## INSTRUCTIONS FOR THE TASK:
Turn the data below, from its first line up to and including the line with "left=0, top=0, right=612, bottom=407", into a Markdown table with the columns Row and Line, numbering each line and leaving out blank ones.

## RECORDS PROVIDED:

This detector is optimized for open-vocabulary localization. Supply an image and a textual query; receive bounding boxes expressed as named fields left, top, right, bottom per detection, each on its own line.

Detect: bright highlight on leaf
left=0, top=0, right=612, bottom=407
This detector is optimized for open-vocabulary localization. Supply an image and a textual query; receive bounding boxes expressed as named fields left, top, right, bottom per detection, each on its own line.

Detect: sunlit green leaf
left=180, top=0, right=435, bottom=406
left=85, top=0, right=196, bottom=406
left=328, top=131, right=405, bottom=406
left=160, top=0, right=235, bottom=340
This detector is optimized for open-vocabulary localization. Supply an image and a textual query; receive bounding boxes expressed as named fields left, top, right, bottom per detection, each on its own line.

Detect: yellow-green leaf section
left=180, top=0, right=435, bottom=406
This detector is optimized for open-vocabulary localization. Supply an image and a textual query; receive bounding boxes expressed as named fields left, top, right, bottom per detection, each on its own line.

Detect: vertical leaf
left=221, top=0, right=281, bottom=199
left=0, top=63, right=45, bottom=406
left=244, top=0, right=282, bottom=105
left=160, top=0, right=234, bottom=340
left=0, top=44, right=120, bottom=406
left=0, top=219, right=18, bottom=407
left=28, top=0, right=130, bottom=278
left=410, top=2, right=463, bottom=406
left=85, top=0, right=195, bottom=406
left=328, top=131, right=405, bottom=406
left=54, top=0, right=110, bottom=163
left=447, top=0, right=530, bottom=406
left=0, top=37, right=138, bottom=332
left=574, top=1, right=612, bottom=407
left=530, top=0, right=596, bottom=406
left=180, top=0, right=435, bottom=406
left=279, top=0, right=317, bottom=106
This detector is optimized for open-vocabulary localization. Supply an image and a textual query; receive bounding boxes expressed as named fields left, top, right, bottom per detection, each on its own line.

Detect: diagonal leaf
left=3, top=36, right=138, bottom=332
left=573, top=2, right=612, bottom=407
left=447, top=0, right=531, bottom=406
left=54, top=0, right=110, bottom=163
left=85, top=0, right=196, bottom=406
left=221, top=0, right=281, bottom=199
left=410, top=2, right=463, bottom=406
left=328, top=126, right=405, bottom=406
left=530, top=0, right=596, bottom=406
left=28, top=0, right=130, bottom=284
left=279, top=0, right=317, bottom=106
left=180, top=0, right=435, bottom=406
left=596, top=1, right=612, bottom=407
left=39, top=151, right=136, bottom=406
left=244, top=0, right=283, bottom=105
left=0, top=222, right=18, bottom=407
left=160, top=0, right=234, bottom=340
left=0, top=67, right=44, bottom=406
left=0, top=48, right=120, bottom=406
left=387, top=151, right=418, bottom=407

## CORRECT OUTPUT:
| Row | Line |
|---|---|
| 1 | This detector is optimized for open-vocabulary localization. Supply an image and a textual query; receive bounding boxes expressed as named fields left, top, right, bottom per detection, each on its own line. |
| 2 | Detect: bright highlight on leaf |
| 3 | left=0, top=0, right=612, bottom=407 |